▶ _EXERCISE PASSAGE_
Commit Graph

6 Commits

Author SHA1 Message Date
shankar0123 0725713e19 Close I-004 (agent hard-delete cascades targets) coverage-gap finding
Operator decision answered as full soft-delete with optional forced
cascade — hard-delete is not reachable from any public surface. Prior
to this commit, DELETE /agents/{id} ran a plain `DELETE FROM agents`
whose schema-level `ON DELETE CASCADE` on deployment_targets.agent_id
silently wiped every target, orphaning certs and aborting in-flight
jobs. The finding closure reshapes the agent-removal contract around
soft retirement with explicit preflight counts, an opt-in cascade
gated by a mandatory reason, and unconditional protection for the
four reserved sentinel agents used by discovery sources.

Schema — migration 000015:
  migrations/000015_agent_retire.up.sql flips
  deployment_targets_agent_id_fkey from ON DELETE CASCADE to ON DELETE
  RESTRICT, so a stray `DELETE FROM agents` now errors at the DB
  boundary instead of quietly destroying targets. Both `agents` and
  `deployment_targets` grow a retired_at TIMESTAMPTZ + retired_reason
  TEXT pair (TEXT not VARCHAR so operator comments are never
  truncated), indexed via partial indexes WHERE retired_at IS NOT
  NULL. The migration is self-healing (ADD COLUMN IF NOT EXISTS, DROP
  CONSTRAINT IF EXISTS then ADD CONSTRAINT, CREATE INDEX IF NOT
  EXISTS) so repeated runs against partially-migrated databases
  converge. migrations/000015_agent_retire.down.sql restores CASCADE
  and drops the new columns for clean rollback. A dedicated
  repository-layer testcontainers test
  (internal/repository/postgres/migration_000015_test.go) asserts the
  before/after FK action, column presence, index presence, and
  round-trip idempotency under up→down→up.

▶ _RAW DATA_
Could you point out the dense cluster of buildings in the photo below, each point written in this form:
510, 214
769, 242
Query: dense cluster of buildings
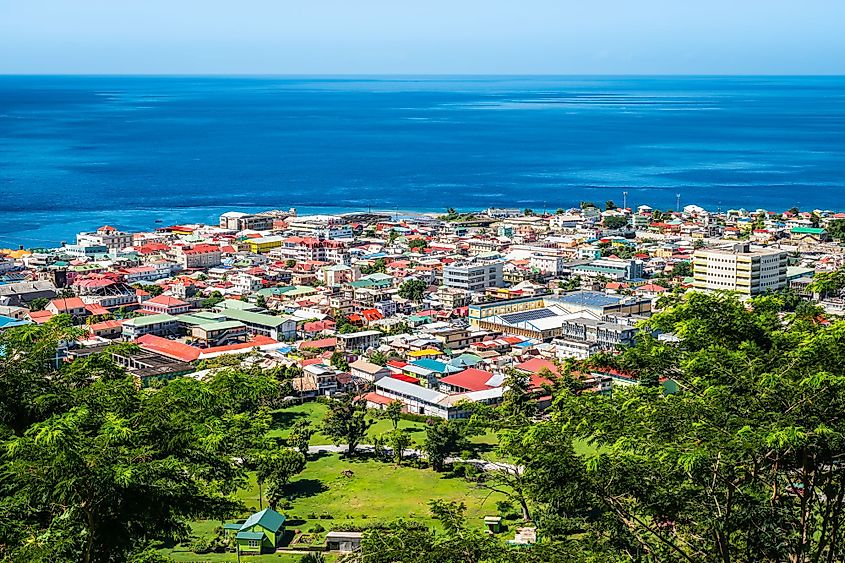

▶ _WORK REQUEST A_
For the commit message on retiring agents, decide whether each statement agrees with it, answering yes or no and quoting the words that settle it: (i) migration 000015 changes the agent foreign key on deployment targets from cascading deletes to restricting them; (ii) the retired_reason column is stored as VARCHAR; (iii) the four reserved sentinel agents can lose their protection under some conditions.
▶ _WORK REQUEST B_
Continue the commit message on retiring agents from where it stops.

▶ _RESPONSE AREA A_
(i) Yes: "flips deployment_targets_agent_id_fkey from ON DELETE CASCADE to ON DELETE RESTRICT"
(ii) No: "TEXT not VARCHAR so operator comments are never truncated"
(iii) No: "unconditional protection for the four reserved sentinel agents"

▶ _RESPONSE AREA B_
Domain — sentinel guard + dependency counts:
  internal/domain/connector.go gains IsRetired() on Agent, the
  exported SentinelAgentIDs slice listing server-scanner,
  cloud-aws-sm, cloud-azure-kv, cloud-gcp-sm verbatim (matching the
  four reserved IDs documented in CLAUDE.md and created at startup in
  cmd/server/main.go), IsSentinelAgent(id string) predicate,
  AgentDependencyCounts{ActiveTargets, ActiveCertificates,
  PendingJobs} with a HasDependencies() method, and ActorTypeAgent /
  ActorTypeSystem enum values used by audit emission downstream.
  Coverage locked down by internal/domain/connector_test.go.

Service — 8-step ordered contract:
  internal/service/agent_retire.go:RetireAgent(ctx, id, actor,
  opts{Force, Reason}) enforces a fixed execution order:
  (1) sentinel guard — IsSentinelAgent(id) returns ErrAgentIsSentinel
      unconditionally; force=true does NOT bypass it.
  (2) fetch — ErrAgentNotFound on miss.
  (3) idempotency — if IsRetired() already, return
      AgentRetirementResult{AlreadyRetired: true} with no new audit
      event and no state change (safe to replay from flaky clients).
  (4) preflight counts — collectAgentDependencyCounts runs
      ActiveTargets, ActiveCertificates, PendingJobs sequentially
      (not in parallel; keeps the per-query timeout predictable and
      matches the repo's existing call-chain shape).
  (5) force-reason guard — opts.Force=true with empty Reason returns
      ErrForceReasonRequired (wired into the 400 status surface).
  (6) dependency guard — HasDependencies() with opts.Force=false
      returns BlockedByDependenciesError{Counts} (wired into the 409
      body with per-bucket counts).
  (7) mutation — single pinned retiredAt := time.Now(); agent
      retirement first, then cascade target retirement if opts.Force,
      all under the repo's single transaction so the two retired_at
      stamps match to the second.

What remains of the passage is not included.